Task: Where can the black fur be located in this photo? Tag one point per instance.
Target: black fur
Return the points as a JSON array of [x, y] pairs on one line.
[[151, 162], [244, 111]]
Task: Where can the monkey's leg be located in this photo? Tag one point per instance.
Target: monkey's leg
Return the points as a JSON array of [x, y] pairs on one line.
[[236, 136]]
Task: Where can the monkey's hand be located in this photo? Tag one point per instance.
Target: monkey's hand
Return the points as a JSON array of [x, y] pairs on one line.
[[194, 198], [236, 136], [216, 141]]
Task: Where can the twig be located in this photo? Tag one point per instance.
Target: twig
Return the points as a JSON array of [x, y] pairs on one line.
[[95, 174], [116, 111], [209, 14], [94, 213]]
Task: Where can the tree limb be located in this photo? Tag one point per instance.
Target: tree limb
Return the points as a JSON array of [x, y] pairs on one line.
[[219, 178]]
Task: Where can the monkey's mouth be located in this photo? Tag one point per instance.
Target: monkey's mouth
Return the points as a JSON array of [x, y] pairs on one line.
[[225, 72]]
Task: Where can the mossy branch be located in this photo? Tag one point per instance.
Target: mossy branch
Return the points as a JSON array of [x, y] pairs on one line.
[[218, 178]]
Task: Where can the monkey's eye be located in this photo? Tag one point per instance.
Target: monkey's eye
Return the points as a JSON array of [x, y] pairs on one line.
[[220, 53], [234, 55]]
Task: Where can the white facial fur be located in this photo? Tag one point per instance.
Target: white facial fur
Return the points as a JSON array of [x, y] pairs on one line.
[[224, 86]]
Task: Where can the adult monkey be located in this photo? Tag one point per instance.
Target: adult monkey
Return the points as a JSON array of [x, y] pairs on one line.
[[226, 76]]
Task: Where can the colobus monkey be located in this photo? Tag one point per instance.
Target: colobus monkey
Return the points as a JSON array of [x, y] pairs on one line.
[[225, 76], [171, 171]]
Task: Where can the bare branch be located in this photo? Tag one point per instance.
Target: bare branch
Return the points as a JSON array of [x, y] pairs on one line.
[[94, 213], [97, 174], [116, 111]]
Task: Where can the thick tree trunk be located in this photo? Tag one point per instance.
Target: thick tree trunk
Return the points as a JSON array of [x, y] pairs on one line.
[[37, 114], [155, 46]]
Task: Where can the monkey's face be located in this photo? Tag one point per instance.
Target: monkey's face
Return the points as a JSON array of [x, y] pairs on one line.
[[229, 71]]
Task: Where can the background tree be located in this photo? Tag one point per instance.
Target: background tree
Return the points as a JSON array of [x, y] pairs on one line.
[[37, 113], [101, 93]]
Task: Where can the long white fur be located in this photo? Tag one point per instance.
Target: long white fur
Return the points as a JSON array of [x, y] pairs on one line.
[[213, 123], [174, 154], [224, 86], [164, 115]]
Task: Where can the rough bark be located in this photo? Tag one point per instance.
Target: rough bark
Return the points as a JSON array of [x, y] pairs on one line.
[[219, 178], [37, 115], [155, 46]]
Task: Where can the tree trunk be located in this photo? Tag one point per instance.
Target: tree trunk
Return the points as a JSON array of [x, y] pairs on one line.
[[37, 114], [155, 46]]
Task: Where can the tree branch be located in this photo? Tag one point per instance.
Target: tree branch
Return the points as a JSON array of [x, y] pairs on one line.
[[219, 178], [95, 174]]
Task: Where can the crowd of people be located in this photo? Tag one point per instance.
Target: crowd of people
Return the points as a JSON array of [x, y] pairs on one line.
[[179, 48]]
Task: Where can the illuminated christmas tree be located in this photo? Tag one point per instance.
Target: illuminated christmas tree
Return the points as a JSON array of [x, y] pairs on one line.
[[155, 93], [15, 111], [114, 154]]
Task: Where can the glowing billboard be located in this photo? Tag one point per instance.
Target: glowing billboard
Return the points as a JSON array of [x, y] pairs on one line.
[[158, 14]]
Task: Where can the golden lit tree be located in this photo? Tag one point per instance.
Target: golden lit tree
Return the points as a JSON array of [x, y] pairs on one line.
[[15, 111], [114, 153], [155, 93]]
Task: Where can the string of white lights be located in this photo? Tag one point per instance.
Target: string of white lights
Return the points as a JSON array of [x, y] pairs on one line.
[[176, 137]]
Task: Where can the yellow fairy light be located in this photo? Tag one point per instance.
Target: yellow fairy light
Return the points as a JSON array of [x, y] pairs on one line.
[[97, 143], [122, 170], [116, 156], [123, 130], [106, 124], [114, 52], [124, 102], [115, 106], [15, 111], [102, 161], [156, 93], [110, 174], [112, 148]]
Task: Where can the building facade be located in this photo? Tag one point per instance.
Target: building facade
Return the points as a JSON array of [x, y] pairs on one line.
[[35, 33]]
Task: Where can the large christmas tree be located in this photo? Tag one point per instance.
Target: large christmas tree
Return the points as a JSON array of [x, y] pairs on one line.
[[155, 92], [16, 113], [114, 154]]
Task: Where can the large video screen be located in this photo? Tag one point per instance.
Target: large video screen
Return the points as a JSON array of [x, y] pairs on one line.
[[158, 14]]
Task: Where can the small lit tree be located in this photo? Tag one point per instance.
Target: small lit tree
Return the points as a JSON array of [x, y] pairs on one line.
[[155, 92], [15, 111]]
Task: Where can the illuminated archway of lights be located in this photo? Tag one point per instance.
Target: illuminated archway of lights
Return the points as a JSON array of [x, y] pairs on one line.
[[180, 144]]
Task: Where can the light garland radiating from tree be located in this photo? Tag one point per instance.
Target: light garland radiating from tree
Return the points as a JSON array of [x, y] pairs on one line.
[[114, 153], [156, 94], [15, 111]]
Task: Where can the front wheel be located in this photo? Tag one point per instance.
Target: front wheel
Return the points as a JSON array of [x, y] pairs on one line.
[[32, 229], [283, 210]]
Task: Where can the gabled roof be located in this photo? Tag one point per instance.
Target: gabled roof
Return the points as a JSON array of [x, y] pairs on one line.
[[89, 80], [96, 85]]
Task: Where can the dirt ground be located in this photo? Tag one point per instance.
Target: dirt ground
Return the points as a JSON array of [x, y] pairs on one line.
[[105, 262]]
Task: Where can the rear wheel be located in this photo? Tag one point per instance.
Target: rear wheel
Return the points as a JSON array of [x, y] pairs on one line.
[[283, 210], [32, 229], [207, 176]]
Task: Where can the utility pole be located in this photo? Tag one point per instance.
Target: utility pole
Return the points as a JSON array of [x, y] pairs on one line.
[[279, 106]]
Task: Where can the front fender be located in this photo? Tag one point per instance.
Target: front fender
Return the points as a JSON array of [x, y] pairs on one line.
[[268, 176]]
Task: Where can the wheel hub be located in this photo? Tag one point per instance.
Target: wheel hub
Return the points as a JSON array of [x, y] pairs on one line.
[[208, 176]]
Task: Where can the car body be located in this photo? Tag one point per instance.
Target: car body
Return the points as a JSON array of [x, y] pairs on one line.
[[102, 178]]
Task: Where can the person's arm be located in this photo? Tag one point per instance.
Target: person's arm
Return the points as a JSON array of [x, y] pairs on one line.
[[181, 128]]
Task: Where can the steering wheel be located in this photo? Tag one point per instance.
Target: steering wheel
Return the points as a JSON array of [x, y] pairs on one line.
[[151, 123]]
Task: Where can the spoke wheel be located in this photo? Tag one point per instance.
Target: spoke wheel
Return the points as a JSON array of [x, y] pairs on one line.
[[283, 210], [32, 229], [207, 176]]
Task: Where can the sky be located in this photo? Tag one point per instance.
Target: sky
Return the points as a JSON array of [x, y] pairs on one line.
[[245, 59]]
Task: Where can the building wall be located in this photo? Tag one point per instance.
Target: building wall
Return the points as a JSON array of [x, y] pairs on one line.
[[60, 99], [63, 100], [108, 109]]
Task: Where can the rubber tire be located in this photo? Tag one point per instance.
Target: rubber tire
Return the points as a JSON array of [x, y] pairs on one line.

----------

> [Your objective] Output the lines of the records above exactly as they appear, from the line containing "Task: Where can the monkey's mouth" through the line containing "Target: bare branch".

> [Completed exercise]
Task: Where can the monkey's mouth be located in this photo? Tag one point per instance.
Target: monkey's mouth
Return the points as a JSON array of [x, y] pairs on one line.
[[225, 72]]
Task: Where can the mossy branch be located in this photo? Tag one point per instance.
Target: mossy branch
Return the points as a JSON array of [x, y] pairs on one line.
[[218, 178]]
Task: Where can the monkey's eye be located in this photo? Tag one point per instance.
Target: monkey's eye
Return the points as a JSON array of [x, y] pairs on one line.
[[220, 53], [234, 55]]
Task: Where can the white facial fur be located in this photo? Tag one point per instance.
Target: white facial fur
Return the points as a JSON array of [x, y] pairs on one line.
[[224, 86]]
Task: Where can the adult monkey be located in this photo? Tag one point per instance.
Target: adult monkey
Return the points as a JSON array of [x, y] pairs on one line.
[[226, 76]]
Task: Where can the colobus monkey be located in this photo? Tag one point per instance.
Target: colobus monkey
Return the points as a JSON array of [x, y] pairs on one line.
[[225, 76], [171, 171]]
Task: Where can the bare branch be located in this photo? Tag one point per instance.
Target: bare branch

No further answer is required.